PROBLEM REQUIREMENTS |
Transcribe only the part of the listing below that begins at the line containing "Locate a point on each instance of the green bush" and runs to its final line, keeping both ends.

LISTED ENTRIES |
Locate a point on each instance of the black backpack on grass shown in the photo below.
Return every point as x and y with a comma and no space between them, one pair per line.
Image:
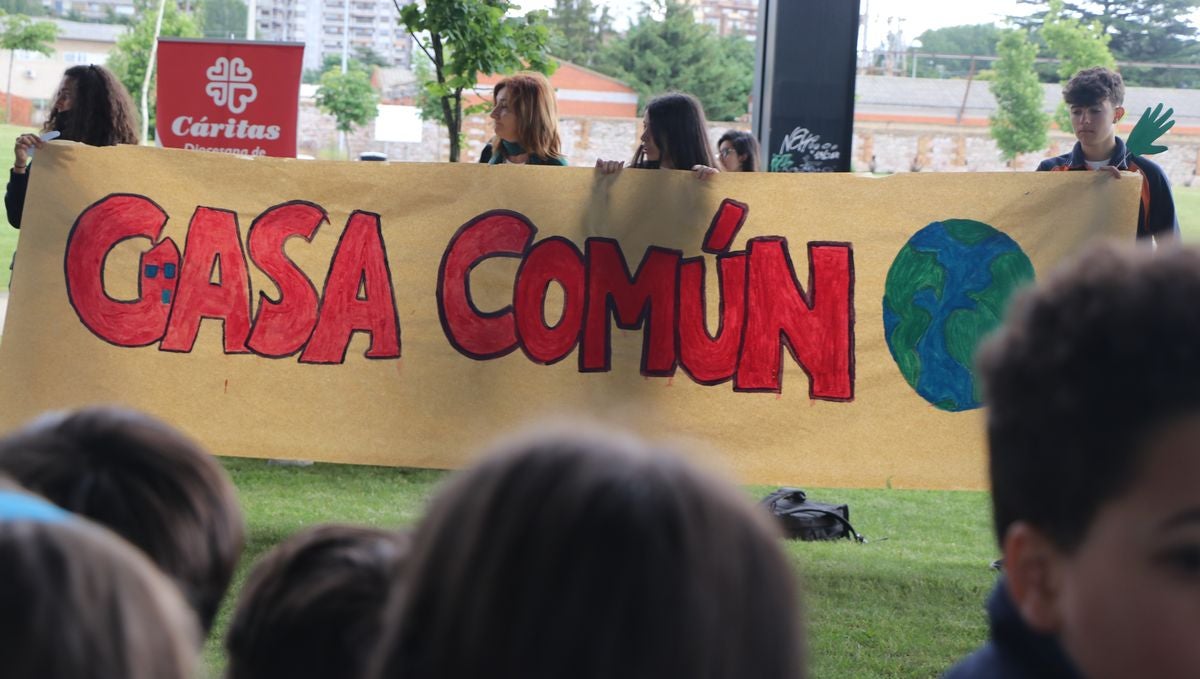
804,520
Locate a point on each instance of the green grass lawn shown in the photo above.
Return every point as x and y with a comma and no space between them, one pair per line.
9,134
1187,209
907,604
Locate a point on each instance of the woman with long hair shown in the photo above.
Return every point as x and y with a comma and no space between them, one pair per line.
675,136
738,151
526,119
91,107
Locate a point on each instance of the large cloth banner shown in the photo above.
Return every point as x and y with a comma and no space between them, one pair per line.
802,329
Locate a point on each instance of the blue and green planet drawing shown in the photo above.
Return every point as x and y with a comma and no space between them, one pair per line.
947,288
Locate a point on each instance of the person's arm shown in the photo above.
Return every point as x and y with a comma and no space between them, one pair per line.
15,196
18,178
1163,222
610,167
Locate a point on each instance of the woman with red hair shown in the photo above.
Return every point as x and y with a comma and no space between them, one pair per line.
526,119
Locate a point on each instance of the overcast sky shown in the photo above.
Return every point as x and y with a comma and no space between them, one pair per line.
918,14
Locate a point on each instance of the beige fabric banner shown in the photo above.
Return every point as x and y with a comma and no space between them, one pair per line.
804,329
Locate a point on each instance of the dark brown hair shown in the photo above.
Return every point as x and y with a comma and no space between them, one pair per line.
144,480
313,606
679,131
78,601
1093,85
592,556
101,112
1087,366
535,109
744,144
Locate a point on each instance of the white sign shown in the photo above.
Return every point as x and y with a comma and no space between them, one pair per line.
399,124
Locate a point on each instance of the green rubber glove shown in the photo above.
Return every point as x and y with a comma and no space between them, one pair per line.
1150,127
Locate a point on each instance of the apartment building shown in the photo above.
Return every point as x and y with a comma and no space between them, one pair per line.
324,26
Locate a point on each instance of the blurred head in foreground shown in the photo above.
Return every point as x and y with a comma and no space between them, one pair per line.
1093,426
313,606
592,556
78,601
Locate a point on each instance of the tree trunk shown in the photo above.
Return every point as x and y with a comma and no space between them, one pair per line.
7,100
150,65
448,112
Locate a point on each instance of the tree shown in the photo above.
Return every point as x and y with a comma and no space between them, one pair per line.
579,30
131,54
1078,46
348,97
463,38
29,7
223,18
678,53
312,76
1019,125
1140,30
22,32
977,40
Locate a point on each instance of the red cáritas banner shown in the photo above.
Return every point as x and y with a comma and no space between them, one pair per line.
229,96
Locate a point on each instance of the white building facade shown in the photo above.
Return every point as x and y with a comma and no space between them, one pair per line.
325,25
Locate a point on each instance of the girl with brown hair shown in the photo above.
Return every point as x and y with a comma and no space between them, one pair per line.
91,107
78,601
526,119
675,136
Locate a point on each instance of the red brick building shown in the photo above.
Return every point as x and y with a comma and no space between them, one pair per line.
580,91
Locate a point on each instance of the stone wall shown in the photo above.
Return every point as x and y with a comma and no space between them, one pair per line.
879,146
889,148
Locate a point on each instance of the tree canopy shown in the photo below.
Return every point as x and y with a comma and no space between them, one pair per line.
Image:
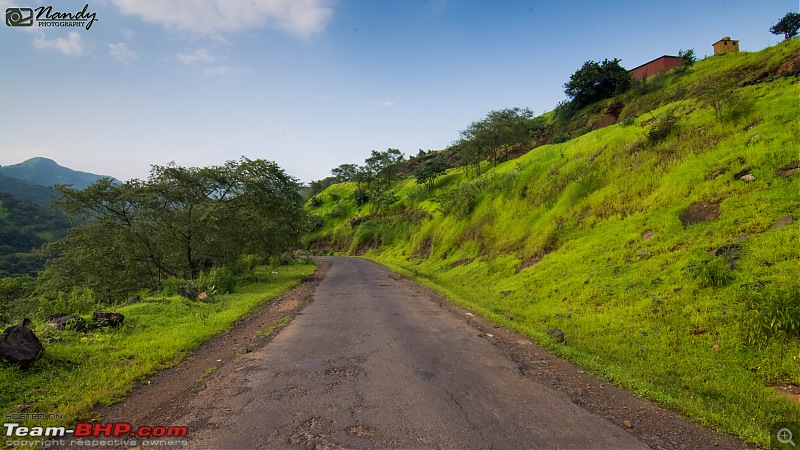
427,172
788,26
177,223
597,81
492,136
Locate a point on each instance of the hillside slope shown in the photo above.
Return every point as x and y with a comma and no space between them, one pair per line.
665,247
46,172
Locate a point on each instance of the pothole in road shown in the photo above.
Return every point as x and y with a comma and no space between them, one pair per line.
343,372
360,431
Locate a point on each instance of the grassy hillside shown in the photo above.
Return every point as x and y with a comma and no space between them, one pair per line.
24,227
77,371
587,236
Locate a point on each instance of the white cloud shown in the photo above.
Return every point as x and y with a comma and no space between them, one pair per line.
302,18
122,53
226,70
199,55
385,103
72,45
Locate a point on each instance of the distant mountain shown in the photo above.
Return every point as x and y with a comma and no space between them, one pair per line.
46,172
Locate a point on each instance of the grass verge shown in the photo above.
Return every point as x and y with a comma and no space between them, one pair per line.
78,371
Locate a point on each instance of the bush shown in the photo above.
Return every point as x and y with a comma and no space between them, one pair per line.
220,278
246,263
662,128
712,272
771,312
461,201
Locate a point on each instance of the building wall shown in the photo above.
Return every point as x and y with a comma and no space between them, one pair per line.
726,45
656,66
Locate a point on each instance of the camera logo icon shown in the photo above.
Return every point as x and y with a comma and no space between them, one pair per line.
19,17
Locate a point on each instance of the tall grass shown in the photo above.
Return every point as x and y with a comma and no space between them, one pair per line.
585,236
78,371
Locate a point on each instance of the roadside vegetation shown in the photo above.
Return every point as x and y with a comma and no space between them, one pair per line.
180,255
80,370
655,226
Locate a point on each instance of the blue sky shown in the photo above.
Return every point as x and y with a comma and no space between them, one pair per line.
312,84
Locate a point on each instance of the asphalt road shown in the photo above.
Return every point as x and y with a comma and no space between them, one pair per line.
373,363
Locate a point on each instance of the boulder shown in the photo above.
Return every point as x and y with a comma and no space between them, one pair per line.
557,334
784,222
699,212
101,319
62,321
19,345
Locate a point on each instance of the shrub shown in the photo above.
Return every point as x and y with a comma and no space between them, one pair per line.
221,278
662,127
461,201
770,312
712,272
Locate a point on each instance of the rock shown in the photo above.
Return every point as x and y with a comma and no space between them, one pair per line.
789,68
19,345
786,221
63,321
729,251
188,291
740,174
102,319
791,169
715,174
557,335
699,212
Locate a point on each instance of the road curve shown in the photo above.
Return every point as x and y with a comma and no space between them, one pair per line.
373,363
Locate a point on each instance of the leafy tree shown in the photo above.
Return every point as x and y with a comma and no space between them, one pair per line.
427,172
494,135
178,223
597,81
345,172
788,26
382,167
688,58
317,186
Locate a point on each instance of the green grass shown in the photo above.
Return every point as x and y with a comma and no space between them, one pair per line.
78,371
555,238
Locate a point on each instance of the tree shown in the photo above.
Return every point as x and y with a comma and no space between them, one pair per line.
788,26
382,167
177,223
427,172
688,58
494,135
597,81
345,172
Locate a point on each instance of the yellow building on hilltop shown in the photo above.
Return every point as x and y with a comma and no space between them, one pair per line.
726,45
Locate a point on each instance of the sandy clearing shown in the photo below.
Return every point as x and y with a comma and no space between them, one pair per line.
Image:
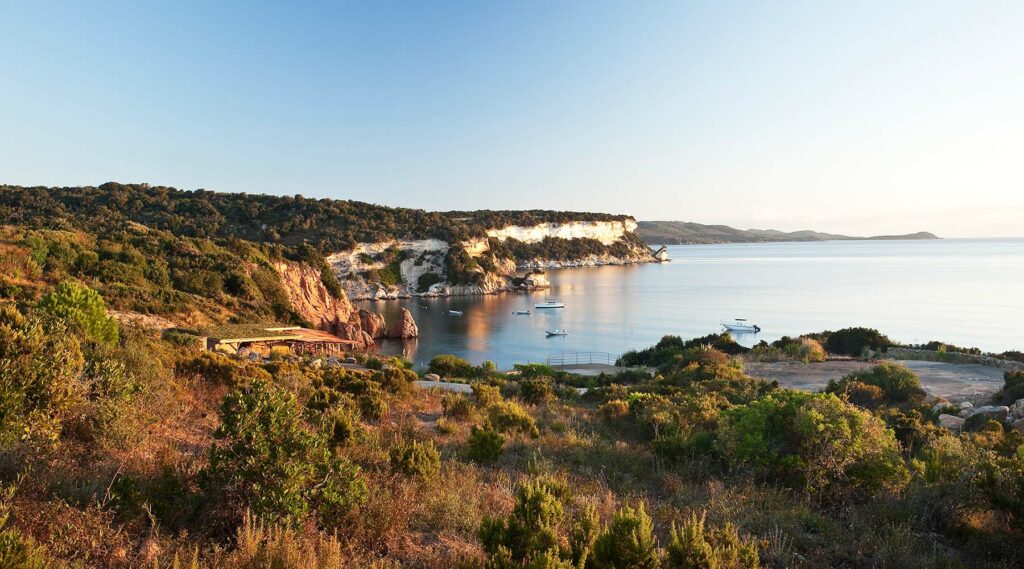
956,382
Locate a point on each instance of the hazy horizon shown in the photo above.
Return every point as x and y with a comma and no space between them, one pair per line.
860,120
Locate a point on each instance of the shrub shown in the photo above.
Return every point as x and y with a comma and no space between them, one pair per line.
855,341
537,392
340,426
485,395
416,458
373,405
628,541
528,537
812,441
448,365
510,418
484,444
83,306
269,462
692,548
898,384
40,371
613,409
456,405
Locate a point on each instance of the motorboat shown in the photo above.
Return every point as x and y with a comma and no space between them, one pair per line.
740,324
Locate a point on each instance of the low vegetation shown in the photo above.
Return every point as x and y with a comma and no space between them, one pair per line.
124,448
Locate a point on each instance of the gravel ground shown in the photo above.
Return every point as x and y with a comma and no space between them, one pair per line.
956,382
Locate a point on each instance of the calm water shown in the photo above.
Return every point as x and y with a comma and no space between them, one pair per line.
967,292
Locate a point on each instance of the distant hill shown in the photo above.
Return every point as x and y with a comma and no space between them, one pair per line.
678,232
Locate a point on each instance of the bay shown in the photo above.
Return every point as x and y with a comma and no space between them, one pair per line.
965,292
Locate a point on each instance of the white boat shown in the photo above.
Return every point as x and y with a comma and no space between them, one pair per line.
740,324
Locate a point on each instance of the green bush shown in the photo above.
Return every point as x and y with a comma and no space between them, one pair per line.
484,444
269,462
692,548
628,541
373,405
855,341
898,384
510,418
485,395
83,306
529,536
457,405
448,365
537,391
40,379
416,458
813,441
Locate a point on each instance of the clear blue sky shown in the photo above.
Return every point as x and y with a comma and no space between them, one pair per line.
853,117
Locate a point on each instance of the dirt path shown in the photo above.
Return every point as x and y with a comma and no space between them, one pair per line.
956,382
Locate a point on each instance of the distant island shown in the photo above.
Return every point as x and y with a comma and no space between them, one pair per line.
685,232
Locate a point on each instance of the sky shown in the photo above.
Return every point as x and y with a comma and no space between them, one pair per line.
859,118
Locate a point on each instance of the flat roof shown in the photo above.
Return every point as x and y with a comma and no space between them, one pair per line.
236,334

CORRECT OUTPUT |
Locate a point on each instance of the green bush shown in the photo above.
Return every point as x and y with a comma and no space between them, one pair per line.
484,444
269,462
692,548
628,541
373,405
855,341
898,384
510,418
485,395
83,306
529,536
457,405
448,365
537,391
40,379
416,458
813,441
Locate a point on each instance of the clear blue sky shown in the photo above.
Return every point as x and y with a comma and no space between them, one pair per line.
853,117
Locate a point on each instance of the dirt path shown in the photo above.
Return every point as x and y with a comma and no space between them, one pair per line.
956,382
Locate a point on each instance of the distant island shown in the photo above.
Return every point as x and y with a comma and no space between them, one pair per line.
685,232
Locate a point on each instance of the sky shown in the photo above.
Return every point as x and y with a comma and no space between them, one pair per line.
859,118
Locate a point on each instance of the flat roof shown in the photo above.
Return every point as x and y with a comma and no space between them, one pair per line.
236,334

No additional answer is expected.